Selected text >>
On December 15th in Arcadia, California, trainer D. Wayne Lukas stepped out of his office to survey the scene around him: Thoroughbred horses, hot and steaming, coming off the track from heavy workouts with fresh ones heading to the track, prancing and bucking along the way. It was a scene he saw every morning, and never once did he regret his line of work, even if he was in the biggest slump of his career having won only one major stakes in the past seven months. Suddenly, Lukas noticed a commotion at the far end of the barn. Tabasco Cat, a very promising two-year-old with the speed and the bloodlines to win a classic race, had gotten loose and was running at break-neck pace; and was heading straight for his son Jeff.

Jeff, having worked with Thoroughbreds for twenty years, thought he knew what to do. He stood in the colt’s path and waved his arms, attempting to slow him down by making himself look as big as possible. Tabasco Cat didn’t slow his pace or veer off; instead, he slammed into Jeff, throwing him to the ground and fracturing his skull.

Jeff Lukas was rushed to Pasadena’s Huntington Memorial Hospital where Dr. William Caton treated him for severe and life-threatening head injuries which included drilling a hole in the side of his head and inserting a drain to remove the increasing fluid in his brain. If the fluids continued to swell, Jeff‚s intracranial pressure could cut the blood flow, resulting in instant brain death.

While Jeff remained in a coma and battled a bout of pneumonia, Lukas and the rest of his staff had labeled the colt as a rogue, an outcast. No one wanted to get near him and he began to get more and more unpredictable as the days went on. One day, as Lukas sat on one of his ponies at the far end of the training track, he caught sight of a chestnut with a striking white marking on his face pounding down the track. As he got closer, he realized it was Tabasco Cat. Lukas knew what he needed to do, and he knew he could not hate the horse for what happened. He and everyone else needed to forgive the horse or they’d never be able to survive.

Lukas started giving the horse individual attention, letting him graze for longer periods of time, turning him out and encouraging him to roll in the dirt for as long as he wanted, letting him release whatever anger possessed him. It didn’t take long for the young colt to unwind and begin to focus that anger on the track, and as he started winning, Jeff began to recover. Slowly, he came out of his coma and was weaned off the medications as he was transferred to a rehabilitation clinic close to his home. In late February he was able to return home to visit for the first time for his daughter’s first birthday, by mid-March he was visiting home more often, and in April he returned to the track for the first time since the accident to watch the colt who nearly killed him finish a close second in the Santa Anita Derby.

Record excerpts >>
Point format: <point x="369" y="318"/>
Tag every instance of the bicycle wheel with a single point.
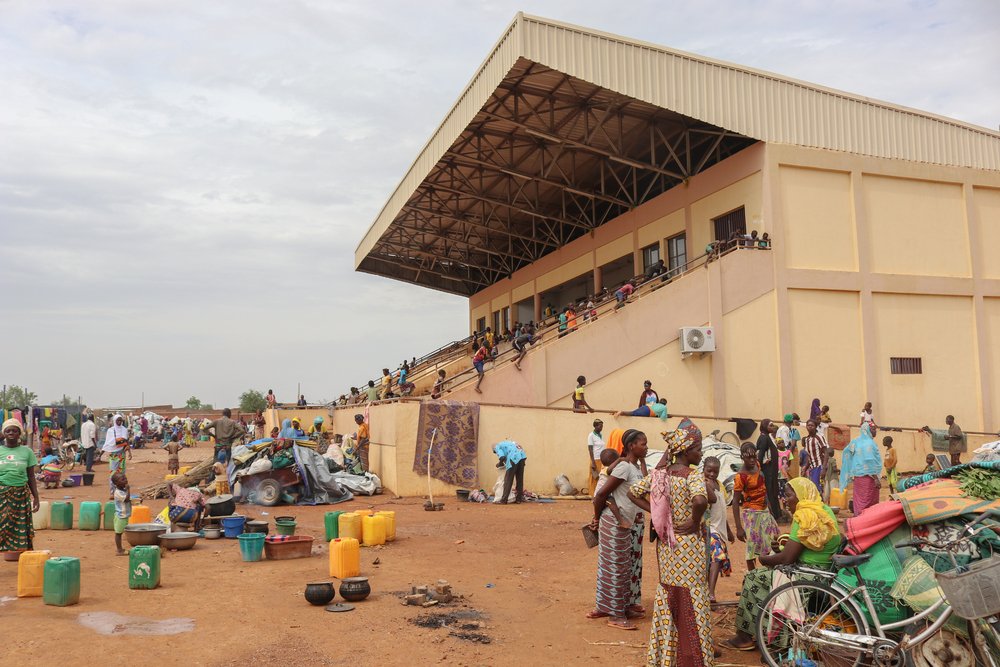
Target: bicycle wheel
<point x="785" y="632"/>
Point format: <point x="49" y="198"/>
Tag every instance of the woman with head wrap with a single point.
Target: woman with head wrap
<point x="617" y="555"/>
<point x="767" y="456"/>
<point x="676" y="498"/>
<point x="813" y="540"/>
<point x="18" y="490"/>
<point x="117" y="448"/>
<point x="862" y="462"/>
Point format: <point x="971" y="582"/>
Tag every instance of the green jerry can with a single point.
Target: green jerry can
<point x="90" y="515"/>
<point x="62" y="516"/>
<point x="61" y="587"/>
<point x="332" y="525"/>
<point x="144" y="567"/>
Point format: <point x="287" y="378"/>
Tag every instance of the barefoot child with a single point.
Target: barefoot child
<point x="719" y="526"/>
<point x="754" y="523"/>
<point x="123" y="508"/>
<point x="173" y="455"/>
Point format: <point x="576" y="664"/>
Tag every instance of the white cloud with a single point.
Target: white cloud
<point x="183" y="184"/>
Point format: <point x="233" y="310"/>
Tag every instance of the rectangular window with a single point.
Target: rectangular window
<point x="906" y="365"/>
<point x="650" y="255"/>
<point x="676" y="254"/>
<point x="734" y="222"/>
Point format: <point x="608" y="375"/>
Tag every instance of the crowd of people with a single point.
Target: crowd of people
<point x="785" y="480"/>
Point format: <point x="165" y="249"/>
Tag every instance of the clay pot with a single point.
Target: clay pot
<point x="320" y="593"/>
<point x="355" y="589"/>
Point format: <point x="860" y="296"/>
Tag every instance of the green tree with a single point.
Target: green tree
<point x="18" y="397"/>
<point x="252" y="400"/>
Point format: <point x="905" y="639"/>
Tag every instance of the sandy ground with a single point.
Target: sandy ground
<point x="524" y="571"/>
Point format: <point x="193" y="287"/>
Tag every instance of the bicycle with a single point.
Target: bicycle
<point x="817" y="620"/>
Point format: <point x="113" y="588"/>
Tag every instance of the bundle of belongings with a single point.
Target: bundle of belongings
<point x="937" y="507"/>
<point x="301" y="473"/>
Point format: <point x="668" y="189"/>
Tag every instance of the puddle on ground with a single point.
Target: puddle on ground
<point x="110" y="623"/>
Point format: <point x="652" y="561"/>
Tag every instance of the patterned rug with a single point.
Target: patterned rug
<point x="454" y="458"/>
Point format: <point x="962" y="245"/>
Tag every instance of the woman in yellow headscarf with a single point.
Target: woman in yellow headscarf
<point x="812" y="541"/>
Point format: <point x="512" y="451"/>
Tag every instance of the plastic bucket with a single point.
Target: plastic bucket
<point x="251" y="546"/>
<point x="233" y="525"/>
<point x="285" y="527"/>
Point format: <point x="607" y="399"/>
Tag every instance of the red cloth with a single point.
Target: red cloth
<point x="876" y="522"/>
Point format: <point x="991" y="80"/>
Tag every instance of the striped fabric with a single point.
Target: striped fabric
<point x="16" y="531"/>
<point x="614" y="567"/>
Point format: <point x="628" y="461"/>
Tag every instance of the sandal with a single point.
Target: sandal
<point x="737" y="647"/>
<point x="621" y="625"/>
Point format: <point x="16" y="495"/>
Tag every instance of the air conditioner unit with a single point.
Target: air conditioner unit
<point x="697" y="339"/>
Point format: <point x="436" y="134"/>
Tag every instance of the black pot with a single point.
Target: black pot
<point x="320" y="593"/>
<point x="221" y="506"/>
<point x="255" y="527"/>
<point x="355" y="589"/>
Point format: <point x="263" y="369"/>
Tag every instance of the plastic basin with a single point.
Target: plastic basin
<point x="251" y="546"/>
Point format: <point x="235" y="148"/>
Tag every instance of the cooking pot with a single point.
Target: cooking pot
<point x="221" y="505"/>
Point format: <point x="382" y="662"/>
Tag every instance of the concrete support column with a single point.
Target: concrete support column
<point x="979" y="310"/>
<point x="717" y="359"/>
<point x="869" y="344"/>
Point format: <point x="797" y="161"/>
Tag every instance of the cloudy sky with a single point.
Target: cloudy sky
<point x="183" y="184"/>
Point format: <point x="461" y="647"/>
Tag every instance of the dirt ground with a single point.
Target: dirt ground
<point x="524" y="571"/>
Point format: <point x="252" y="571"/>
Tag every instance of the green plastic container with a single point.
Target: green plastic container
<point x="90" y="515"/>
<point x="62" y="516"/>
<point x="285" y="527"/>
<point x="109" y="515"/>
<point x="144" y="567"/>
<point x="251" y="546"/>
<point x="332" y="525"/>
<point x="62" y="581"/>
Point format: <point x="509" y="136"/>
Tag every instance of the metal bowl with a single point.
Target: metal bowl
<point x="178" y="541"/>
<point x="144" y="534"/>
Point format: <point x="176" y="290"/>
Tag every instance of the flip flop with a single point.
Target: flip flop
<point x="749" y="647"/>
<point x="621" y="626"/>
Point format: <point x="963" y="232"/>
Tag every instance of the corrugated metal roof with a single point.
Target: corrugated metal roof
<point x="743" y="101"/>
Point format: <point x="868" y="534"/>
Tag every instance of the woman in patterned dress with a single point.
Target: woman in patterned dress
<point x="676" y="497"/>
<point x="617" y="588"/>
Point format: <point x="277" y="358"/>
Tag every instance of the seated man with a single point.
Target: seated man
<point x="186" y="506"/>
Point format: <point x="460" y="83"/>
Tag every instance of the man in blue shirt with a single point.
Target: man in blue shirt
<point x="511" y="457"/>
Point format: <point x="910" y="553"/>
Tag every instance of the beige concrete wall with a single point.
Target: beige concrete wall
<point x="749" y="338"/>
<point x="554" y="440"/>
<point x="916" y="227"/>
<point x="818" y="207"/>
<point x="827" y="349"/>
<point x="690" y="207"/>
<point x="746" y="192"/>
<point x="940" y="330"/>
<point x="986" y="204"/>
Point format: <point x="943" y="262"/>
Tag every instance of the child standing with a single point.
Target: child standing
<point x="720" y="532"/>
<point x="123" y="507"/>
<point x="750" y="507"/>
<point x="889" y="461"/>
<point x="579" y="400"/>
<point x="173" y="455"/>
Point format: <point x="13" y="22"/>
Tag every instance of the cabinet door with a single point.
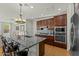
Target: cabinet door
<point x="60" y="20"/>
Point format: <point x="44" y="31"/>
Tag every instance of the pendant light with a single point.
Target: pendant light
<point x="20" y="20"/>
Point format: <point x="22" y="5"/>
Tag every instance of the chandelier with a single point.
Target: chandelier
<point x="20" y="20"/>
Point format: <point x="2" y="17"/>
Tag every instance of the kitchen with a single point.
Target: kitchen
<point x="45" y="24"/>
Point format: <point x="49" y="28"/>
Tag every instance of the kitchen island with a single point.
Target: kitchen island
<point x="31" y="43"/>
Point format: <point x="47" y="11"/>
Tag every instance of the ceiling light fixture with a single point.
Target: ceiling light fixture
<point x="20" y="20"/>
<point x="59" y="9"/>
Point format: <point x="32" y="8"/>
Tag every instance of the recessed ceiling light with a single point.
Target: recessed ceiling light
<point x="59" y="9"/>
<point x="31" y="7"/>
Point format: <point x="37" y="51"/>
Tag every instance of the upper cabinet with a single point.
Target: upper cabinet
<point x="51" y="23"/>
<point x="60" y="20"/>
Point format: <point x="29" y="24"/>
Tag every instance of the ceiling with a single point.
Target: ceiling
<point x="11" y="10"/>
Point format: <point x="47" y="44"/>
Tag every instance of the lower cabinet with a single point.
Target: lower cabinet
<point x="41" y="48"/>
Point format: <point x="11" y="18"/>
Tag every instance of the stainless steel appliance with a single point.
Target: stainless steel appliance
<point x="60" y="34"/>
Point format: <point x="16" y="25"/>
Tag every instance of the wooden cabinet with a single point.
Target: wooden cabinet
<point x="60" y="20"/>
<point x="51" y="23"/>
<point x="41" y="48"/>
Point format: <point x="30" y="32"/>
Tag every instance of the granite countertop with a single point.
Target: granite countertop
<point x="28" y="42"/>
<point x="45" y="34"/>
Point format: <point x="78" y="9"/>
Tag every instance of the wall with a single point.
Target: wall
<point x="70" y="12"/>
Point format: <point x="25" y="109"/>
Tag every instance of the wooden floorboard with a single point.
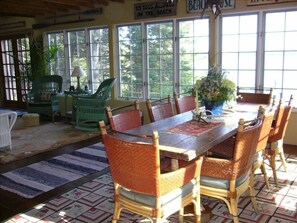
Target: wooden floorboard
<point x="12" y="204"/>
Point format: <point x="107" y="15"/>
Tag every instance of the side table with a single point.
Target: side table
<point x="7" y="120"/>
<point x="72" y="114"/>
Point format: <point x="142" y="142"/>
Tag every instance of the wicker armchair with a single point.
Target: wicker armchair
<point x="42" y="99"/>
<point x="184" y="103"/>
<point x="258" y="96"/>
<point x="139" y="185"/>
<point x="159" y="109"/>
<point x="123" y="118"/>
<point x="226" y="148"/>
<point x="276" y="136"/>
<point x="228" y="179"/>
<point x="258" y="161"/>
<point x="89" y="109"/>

==

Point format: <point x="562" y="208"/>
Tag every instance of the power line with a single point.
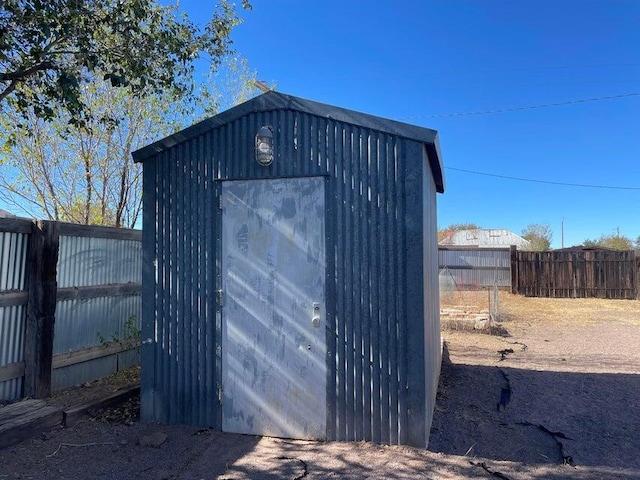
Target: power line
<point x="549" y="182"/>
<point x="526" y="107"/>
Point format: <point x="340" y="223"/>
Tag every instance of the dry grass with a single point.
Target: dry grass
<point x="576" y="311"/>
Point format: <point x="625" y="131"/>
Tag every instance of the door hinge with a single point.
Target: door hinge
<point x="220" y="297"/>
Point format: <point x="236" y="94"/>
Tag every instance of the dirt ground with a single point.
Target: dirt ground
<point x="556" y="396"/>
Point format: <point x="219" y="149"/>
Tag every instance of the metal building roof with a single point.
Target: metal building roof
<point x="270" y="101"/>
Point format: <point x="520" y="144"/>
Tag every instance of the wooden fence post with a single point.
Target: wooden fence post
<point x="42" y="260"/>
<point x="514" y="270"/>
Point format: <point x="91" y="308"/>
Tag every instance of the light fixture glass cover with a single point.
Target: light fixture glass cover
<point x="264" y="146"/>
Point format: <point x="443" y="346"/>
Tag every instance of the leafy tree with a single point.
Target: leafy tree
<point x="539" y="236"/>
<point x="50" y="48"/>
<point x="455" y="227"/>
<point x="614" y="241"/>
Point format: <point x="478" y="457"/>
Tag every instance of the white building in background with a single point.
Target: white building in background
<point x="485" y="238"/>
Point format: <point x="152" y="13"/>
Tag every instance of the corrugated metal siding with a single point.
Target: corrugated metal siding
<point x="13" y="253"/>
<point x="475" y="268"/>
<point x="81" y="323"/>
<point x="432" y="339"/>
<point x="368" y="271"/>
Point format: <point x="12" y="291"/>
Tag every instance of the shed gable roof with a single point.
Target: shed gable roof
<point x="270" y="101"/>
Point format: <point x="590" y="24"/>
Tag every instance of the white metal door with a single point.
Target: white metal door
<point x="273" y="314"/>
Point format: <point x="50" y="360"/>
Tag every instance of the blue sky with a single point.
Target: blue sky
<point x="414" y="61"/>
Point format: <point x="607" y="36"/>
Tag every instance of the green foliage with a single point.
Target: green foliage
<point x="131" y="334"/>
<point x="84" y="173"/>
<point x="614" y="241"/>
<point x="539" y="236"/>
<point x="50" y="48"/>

==

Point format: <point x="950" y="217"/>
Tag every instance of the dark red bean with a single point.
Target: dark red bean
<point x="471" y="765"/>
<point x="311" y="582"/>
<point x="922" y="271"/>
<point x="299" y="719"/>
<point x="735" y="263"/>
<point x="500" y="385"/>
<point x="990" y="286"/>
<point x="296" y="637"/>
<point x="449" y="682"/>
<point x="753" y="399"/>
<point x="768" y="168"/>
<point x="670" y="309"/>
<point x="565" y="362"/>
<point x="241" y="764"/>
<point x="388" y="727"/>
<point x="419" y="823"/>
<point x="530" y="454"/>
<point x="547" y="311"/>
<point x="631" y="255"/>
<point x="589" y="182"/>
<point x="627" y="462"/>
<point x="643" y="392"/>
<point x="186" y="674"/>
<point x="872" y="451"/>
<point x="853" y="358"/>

Exercise brief >>
From the passage about Tabasco Cat, print word for word the part that opens with the words "Jeff, having worked" and closes with "instant brain death.".

Output of the exercise >>
Jeff, having worked with Thoroughbreds for twenty years, thought he knew what to do. He stood in the colt’s path and waved his arms, attempting to slow him down by making himself look as big as possible. Tabasco Cat didn’t slow his pace or veer off; instead, he slammed into Jeff, throwing him to the ground and fracturing his skull.

Jeff Lukas was rushed to Pasadena’s Huntington Memorial Hospital where Dr. William Caton treated him for severe and life-threatening head injuries which included drilling a hole in the side of his head and inserting a drain to remove the increasing fluid in his brain. If the fluids continued to swell, Jeff‚s intracranial pressure could cut the blood flow, resulting in instant brain death.